# DIRECTIONS
A - Reproduce verbatim the portion of the article on Microsoft's AI prospects starting with "However, before you" and going on through "Microsoft in 2023.".
B - Extend the article on Microsoft's AI prospects, picking up after its final sentence.

# EXCERPT TO READ
Microsoft (MSFT 2.09%) became a favorite on Wall Street this year, with its stock up 46% since Jan. 1. Investors grew bullish over the company's prospects in the artificial intelligence (AI) market, which is projected to expand at a compound annual rate of 37% through 2030. Meanwhile, Microsoft's position as the largest investor in ChatGPT developer OpenAI made it one of the biggest names in the lucrative industry.
However, before you dedicate a large portion of your portfolio to this tech giant, it's wise to be aware of the potential positives and negatives of its business.
The company could profit significantly from AI over the long term, but increasing competition may make navigating the untested market tricky. So, here's one green flag and one red flag for Microsoft in 2023.
Green flag: Betting on artificial intelligence
Microsoft got a significant head start in AI compared to competitors like Amazon and Alphabet. The launch of OpenAI's ChatGPT last November kicked off an AI race among most of the world's biggest tech giants.
Meanwhile, Microsoft's position as the biggest investor in OpenAI made it a leading name in the high-growth industry. The partnership granted Microsoft exclusive licenses on several of the start-up's AI models, allowing it to bring AI upgrades to many homegrown platforms.
While Microsoft's competitors have been busy playing catch-up, the Windows company has been one of the first to offer a library of generative AI services.
Earlier this year, the tech giant launched Copilot, a tool that automates specific elements of coding. And in February, Microsoft impressed by integrating OpenAI's language model into Bing through a chatbot called Sydney. Office productivity programs like Word and Excel have also received AI updates that make content creation more efficient.
The boom in AI motivated Microsoft to continue investing in the market, with Bloomberg reporting in May the company is bolstering Advanced Micro Devices' chip development. The company is supplying financial and engineering aid in the hopes of creating an alternative to the current leader, Nvidia.
Microsoft has gone all in on AI and could be one of the companies to profit most from the market's long-term development.
Red flag: Increasing competition
The massive potential of AI has unsurprisingly attracted many companies. The release of ChatGPT saw Alphabet launch its own version called Bard only a few months later.

# DATA
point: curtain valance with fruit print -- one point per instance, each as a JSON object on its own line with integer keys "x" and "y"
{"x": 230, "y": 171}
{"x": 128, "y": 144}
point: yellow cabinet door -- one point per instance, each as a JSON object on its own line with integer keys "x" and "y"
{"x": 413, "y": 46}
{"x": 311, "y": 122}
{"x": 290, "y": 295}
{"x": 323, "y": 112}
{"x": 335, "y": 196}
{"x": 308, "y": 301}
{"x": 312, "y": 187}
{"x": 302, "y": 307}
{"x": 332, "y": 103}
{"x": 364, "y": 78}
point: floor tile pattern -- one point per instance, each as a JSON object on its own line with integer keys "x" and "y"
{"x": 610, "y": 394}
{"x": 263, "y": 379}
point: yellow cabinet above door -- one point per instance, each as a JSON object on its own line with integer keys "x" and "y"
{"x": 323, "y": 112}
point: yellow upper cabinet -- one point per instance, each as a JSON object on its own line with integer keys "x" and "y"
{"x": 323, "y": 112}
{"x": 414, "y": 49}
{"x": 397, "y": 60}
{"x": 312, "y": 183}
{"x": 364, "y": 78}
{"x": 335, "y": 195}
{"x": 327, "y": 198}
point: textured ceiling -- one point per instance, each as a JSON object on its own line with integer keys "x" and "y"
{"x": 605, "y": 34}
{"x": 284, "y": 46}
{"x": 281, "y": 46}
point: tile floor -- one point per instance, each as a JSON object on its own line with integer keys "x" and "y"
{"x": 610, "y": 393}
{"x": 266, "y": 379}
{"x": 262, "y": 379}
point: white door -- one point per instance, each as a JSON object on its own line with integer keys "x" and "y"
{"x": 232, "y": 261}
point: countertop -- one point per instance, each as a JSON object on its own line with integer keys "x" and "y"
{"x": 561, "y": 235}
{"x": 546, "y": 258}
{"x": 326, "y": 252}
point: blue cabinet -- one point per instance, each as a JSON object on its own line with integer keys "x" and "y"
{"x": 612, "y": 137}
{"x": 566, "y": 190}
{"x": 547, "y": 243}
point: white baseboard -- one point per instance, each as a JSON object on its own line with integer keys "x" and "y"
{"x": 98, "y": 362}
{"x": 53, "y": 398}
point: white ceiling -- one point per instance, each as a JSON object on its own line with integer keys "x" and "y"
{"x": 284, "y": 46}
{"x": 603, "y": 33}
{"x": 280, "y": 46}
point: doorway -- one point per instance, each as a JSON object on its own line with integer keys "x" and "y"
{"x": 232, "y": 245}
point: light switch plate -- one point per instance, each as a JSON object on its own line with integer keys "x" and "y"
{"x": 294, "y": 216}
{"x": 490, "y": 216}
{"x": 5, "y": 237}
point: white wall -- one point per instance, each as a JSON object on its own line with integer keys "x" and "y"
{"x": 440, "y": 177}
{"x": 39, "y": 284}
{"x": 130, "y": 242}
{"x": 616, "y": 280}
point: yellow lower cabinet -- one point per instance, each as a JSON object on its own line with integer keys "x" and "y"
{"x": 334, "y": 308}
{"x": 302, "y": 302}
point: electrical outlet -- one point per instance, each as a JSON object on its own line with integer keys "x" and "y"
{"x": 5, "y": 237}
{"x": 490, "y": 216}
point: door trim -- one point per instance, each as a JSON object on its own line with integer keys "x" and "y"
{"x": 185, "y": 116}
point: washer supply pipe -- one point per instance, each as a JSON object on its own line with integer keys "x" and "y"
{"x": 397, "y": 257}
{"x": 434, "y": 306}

# TASK ANSWERS
A -
However, before you dedicate a large portion of your portfolio to this tech giant, it's wise to be aware of the potential positives and negatives of its business.
The company could profit significantly from AI over the long term, but increasing competition may make navigating the untested market tricky. So, here's one green flag and one red flag for Microsoft in 2023.

B -
Meanwhile, Amazon has heavily invested in expanding Amazon Web Services' (AWS) generative AI offerings. Even Apple is reportedly developing its own AI chatbot that engineers have nicknamed Apple GPT.
However, the biggest threat to Microsoft so far seems to be Amazon. Alphabet's smaller cloud business puts it significantly behind Microsoft, while Apple's AI expansion is primarily focused on upgrading its devices for the consumer market.
Amazon is home to the world's biggest cloud platform and potentially has the resources to match Microsoft's AI services soon. Rather than add another AI chatbot to the market, Amazon's strategy is focused on serving other generative AI needs.
In June, AWS unveiled two new platforms, including a language model-enabled service called Bedrock, which helps clients create custom chatbots and image generation services. The second is CodeWhisperer, a code-generating tool that makes software development more efficient.
Moreover, Amazon has become one of the first cloud companies to expand into the hardware side of the industry by developing its own chips. By fully controlling its AI hardware and software, Amazon could grow into a formidable opponent for Microsoft.
The good news is Microsoft's financials indicate it is a more reliable option for investing in AI than Amazon. The chart below shows how Microsoft's free cash flow is significantly higher than Amazon's, with recent macroeconomic challenges hitting the retail company far harder than Microsoft.
Additionally, Microsoft shares gained 224% since 2018, with Amazon's increasing by a more moderate 43%. With its massive head start in AI, Microsoft's financially healthier business could see its stock soar in the coming years as it profits from the industry's growth.